> **Extract**:

--- START ---

Texas is 20,000 sq miles larger than the nation of France.
France has 56 operable nuclear reactors totalling 61,370 MWe.
Texas has four reactors at two sites.

Absolutely pathetic.

61000 megawatts electric would be enough for the entire Texas ERCOT grid this time of year we peak out at 58,000 MWe minimum today was 48000.

Solar and wind peaked today around 1600 at 29,500MWe and was above 27500 from sun up 1000 till near sunset at 1700. At 1600 demand was 48000 and out of that only 18500 was not covered by solar + wind which is half the LCOE of nuclear power and gets grid priority over all.

point is Texas has 34800 MW of installed committed solar and 40600 MW of installed committed wind and 15900 MW of energy storage which is counted on 4 or 8 hour discharge ratings minimum 4 hours to be committed capacity and listed on ERCOT.

--- END ---

> **Dataset entries**:
--- START ---

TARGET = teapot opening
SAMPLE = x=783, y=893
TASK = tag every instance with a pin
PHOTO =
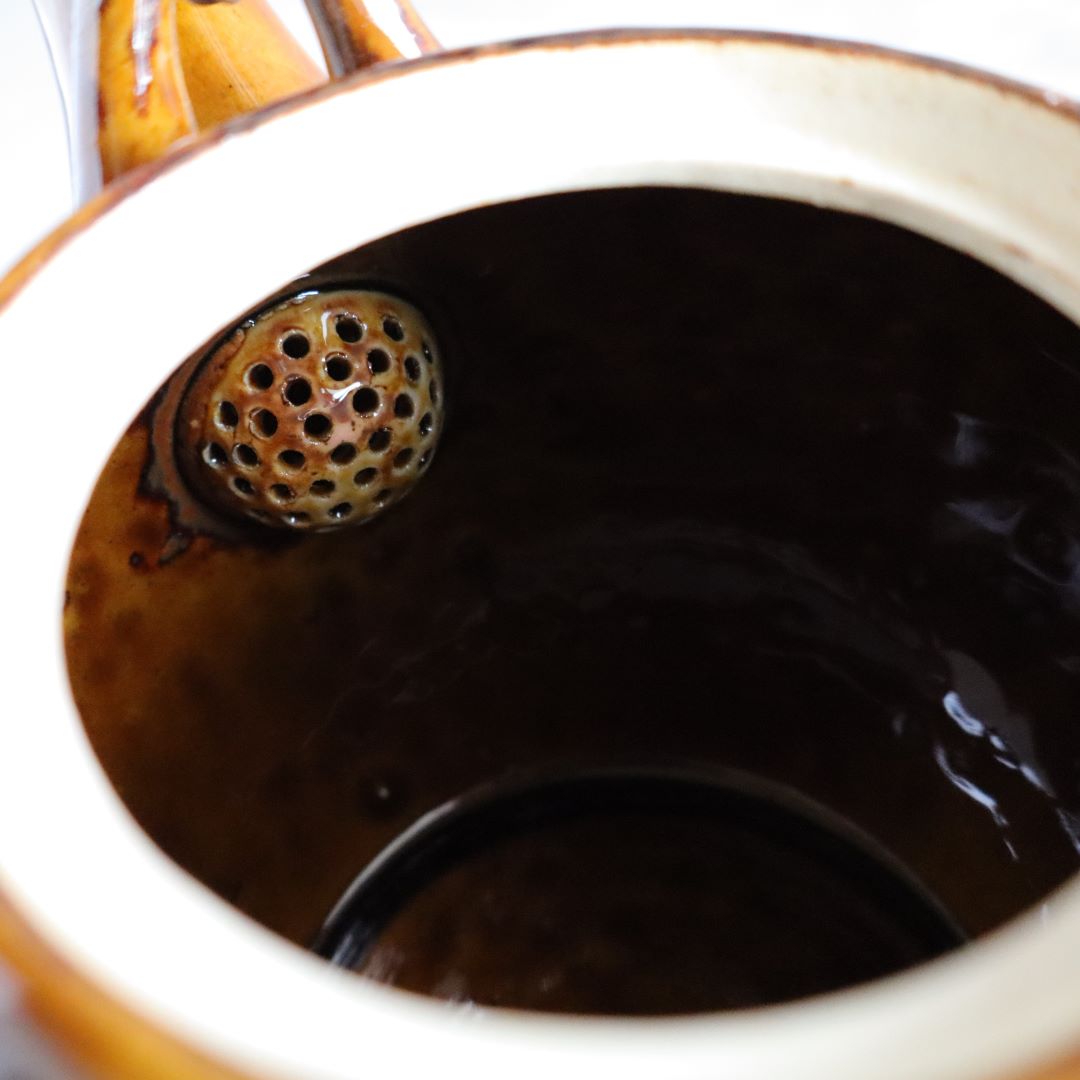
x=725, y=483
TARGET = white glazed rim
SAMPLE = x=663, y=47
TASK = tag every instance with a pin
x=943, y=151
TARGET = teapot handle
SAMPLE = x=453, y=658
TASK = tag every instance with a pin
x=167, y=69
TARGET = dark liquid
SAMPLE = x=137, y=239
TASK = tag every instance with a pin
x=633, y=892
x=725, y=482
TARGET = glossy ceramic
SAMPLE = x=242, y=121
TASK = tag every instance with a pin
x=142, y=970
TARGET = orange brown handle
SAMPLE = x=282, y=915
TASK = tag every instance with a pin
x=355, y=35
x=170, y=68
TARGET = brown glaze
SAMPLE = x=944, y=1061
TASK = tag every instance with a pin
x=702, y=498
x=109, y=1039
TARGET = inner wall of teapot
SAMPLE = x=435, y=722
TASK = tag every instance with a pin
x=727, y=484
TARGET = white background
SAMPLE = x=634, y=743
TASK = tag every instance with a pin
x=1037, y=41
x=1034, y=40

--- END ---

> **Your tasks**:
1 – List each type of installed committed capacity the Texas energy text gives for Texas, along with its figure.
2 – From the Texas energy text, pull out everything from "France has 56" down to "today was 48000.".
3 – Please extend the Texas energy text beyond its final sentence, keeping the same voice.

> **Answers to the problems**:
1 –
- Solar: 34800 MW
- Wind: 40600 MW
- Energy storage: 15900 MW

2 –
France has 56 operable nuclear reactors totalling 61,370 MWe.
Texas has four reactors at two sites.

Absolutely pathetic.

61000 megawatts electric would be enough for the entire Texas ERCOT grid this time of year we peak out at 58,000 MWe minimum today was 48000.

3 –
If Texas has French levels of nukes with 61000MWe we wouldn’t need any other power source at all, from our solar wind and energy storage easily covers the peaks a few times per year above 61000 MW that and demand reduction measures can be put in to make those peaks VERY expensive from bulk users like data centers or not coin mining which can be shit down or throttled at will. Demand management is one of the most effective grid tools when you have large bulk users on preferred price plans when peaks happen you don’t get those sweetheart deals for bulk power you get the full market price plus a demand kicker of 5,10 or 20x market rate to force reduction in demands.